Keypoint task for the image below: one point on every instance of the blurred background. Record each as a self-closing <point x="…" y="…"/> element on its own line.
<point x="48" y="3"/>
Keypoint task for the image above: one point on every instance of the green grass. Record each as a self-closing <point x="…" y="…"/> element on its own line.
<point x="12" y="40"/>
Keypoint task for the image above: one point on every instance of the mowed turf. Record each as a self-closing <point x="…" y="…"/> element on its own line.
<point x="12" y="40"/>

### EXERCISE DESCRIPTION
Each line above must be returned exactly as written.

### REPLY
Keypoint task for the image below: one point on every instance of the blurred background. Record each as a self-closing <point x="…" y="…"/> element on its own line.
<point x="48" y="3"/>
Keypoint task for the image above: one point on every instance of the green grass. Record each as a self-closing <point x="…" y="…"/> element on its own line.
<point x="12" y="40"/>
Keypoint task for the image above: one point on every instance of the mowed turf. Record each as a self-closing <point x="…" y="…"/> element on its own line.
<point x="12" y="40"/>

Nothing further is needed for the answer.